» Given data:
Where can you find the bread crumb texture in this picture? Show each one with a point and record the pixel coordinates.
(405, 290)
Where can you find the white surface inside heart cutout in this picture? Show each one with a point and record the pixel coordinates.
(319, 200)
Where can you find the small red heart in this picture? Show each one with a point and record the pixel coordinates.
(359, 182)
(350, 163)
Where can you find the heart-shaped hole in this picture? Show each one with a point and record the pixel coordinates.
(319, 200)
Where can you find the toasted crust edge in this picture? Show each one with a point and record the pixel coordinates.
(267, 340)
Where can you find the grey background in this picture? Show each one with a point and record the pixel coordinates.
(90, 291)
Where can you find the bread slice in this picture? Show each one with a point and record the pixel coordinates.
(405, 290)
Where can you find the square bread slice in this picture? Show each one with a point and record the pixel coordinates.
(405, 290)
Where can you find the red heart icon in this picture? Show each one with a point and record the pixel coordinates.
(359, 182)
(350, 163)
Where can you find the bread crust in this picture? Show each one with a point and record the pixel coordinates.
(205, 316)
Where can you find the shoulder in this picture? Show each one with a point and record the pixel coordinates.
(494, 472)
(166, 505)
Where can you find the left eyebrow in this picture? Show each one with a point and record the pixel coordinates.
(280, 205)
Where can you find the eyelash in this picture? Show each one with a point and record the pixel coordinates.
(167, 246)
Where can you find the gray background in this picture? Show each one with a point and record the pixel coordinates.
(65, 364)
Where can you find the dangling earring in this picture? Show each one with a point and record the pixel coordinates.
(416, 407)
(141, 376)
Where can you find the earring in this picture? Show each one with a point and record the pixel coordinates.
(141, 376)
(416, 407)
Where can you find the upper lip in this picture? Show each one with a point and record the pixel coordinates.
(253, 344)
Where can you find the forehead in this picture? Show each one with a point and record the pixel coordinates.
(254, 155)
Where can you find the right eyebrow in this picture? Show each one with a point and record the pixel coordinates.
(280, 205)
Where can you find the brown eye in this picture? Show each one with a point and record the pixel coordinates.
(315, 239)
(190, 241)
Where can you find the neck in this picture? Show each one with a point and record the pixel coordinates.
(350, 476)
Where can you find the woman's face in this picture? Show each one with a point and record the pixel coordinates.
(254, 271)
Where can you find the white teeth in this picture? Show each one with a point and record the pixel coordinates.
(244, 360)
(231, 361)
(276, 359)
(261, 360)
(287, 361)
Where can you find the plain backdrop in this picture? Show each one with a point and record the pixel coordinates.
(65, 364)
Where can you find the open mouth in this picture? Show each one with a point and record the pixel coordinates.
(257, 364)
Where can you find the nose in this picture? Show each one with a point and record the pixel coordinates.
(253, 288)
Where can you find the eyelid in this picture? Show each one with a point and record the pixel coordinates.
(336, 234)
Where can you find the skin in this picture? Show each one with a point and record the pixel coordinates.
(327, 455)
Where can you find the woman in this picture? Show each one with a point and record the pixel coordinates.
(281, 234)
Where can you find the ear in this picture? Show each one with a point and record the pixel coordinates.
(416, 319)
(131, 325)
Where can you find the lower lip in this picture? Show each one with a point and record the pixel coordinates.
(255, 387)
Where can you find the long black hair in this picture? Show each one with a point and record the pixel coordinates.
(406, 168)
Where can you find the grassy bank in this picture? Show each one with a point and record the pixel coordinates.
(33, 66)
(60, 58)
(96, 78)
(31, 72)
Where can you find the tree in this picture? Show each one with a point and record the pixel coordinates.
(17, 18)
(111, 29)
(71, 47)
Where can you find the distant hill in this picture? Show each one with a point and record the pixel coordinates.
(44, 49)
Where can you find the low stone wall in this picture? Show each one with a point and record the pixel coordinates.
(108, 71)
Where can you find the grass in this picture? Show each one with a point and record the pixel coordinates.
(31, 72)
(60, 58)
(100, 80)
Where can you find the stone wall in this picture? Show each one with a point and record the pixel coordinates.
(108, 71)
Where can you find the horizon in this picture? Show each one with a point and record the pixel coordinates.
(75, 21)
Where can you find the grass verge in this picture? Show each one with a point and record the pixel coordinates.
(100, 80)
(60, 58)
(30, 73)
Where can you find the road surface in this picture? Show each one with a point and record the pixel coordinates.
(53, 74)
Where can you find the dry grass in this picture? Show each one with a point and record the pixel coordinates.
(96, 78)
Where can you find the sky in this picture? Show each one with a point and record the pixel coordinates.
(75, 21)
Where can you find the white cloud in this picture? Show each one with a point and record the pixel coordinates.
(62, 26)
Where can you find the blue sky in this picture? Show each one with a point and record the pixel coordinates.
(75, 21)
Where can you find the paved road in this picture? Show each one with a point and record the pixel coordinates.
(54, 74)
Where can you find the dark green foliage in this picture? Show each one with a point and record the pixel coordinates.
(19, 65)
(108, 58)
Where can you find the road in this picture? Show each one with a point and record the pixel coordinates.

» Required work: Produce a precise copy of all the material above.

» Output:
Where can you find the bread crumb texture in this picture? Show each one with a point and record the pixel coordinates.
(405, 290)
Where can you find the white surface inside heart cutout in this picture? Show each one with a point and record the pixel coordinates.
(319, 200)
Where can you find the small red heart in this picture? Show each one with a point and record the pixel coordinates.
(359, 182)
(350, 163)
Where can you find the heart-shaped hole in this picture? Show each one with a point and record the pixel coordinates.
(319, 200)
Where can you find the toasted crust edge in this picture? Show each one with a point and record the pixel coordinates.
(267, 340)
Where can you find the grey background in this picture? Show each one with a point and record the pixel coordinates.
(90, 291)
Where can you find the bread slice in this picture? Show each one with a point and record the pixel coordinates.
(405, 290)
Where can you find the square bread slice in this picture? Show each one with a point and record the pixel coordinates.
(405, 290)
Where can you find the red heart icon in this picture? Show each one with a point and record the pixel coordinates.
(359, 182)
(350, 163)
Where can you find the bread crust in this picture? Show each one with a point and record the pixel coordinates.
(205, 316)
Where can you find the shoulder in this picture? Show each one with a point and record the pixel coordinates.
(494, 472)
(166, 505)
Where can you find the left eyebrow in this picture? Show each one with a point and record the pixel coordinates.
(280, 205)
Where can you find the eyelash in this picture? Show each one with a point and record the pixel coordinates.
(167, 246)
Where can you find the gray background in this picture? Show each one with a point and record the pixel coordinates.
(65, 364)
Where can you find the dangling earring in this picture? Show each one with a point and record the pixel coordinates.
(416, 407)
(141, 376)
Where can you find the earring in this picture? Show each one with a point and record the pixel coordinates.
(141, 376)
(416, 407)
Where can you find the upper lip in this picture? Show each one with a point and record the pixel coordinates.
(253, 344)
Where can you find the forehead in this picture? Show each one with a point and record the pixel coordinates.
(254, 155)
Where can you find the right eyebrow in this picture? Show each one with a point and record the pixel coordinates.
(280, 205)
Where can you find the brown eye in this picture? Show each one with a point and record the pixel coordinates.
(315, 239)
(190, 241)
Where can you find the neck in this picture? Show each one with a point and record the pixel coordinates.
(350, 476)
Where can you find the woman's face in this picture? Show each one with a point and record the pixel coordinates.
(254, 271)
Where can you find the white teeth in this picture? Show each one with a point and record the pixel coordinates.
(244, 360)
(231, 361)
(276, 359)
(261, 360)
(287, 361)
Where can you find the plain backdrop in this picture? Show each one with a point and record the pixel coordinates.
(65, 364)
Where can you find the open mouth in this picture? Show each one with a point and record the pixel coordinates.
(257, 364)
Where can you find the nose in this picture? Show each one with a point and record the pixel coordinates.
(253, 288)
Where can you find the eyelid in this picture? Show each one with a point and record the pixel coordinates.
(336, 234)
Where can you find the skin in this picture? Show each one with a point and record the pixel coordinates.
(327, 455)
Where can you find the woman in this picture? Show each one with a point and record the pixel coordinates.
(281, 234)
Where can you find the ear in this picture? Show each one with a point and record the pixel coordinates.
(416, 319)
(131, 325)
Where can you find the lower lip in this picture? Show each one with a point and record the pixel coordinates.
(255, 387)
Where can you find the long black hair in this picture? Show each one with a point and record the pixel coordinates.
(406, 168)
Where can you find the grassy bank in this picture? Show each one with a point and record the pixel coordinates.
(33, 66)
(60, 58)
(96, 78)
(31, 72)
Where can you find the tree in this picture? Show each one with a point and record the pixel coordinates.
(17, 18)
(111, 29)
(71, 47)
Where can you find the distant hill in this picture? Show each one with a point and record the pixel coordinates.
(44, 49)
Where can you find the low stone wall in this picture? Show each one with a point and record the pixel coordinates.
(108, 71)
Where can you find the grass in this picture? Show each one with a point and record the pixel coordinates.
(31, 72)
(60, 58)
(100, 80)
Where can you find the stone wall in this picture? Show each one with a point and record the pixel coordinates.
(108, 71)
Where can you find the horizon in this picture? Show each one with a point and record the pixel coordinates.
(75, 21)
Where can you find the grass verge in this picture? Show each one with a point and record the pixel coordinates.
(100, 80)
(60, 58)
(30, 73)
Where can you find the road surface in this picture? Show each one with a point and record the pixel coordinates.
(53, 74)
Where can you find the dry grass in this picture? Show each one with a point and record the pixel coordinates.
(96, 78)
Where can you find the sky in this picture? Show each one with a point and record the pixel coordinates.
(75, 21)
Where can you find the white cloud in this picture? Show each one with a point and record the pixel coordinates.
(62, 26)
Where can you find the blue sky in this picture? Show each one with a point and record the pixel coordinates.
(75, 21)
Where can you find the paved road in this picture? Show each one with a point and record the pixel coordinates.
(54, 74)
Where can you find the dark green foliage in this picture? Show each one with a point and record the pixel coordinates.
(19, 65)
(108, 58)
Where can you find the road in this picture? Show each one with a point and record the pixel coordinates.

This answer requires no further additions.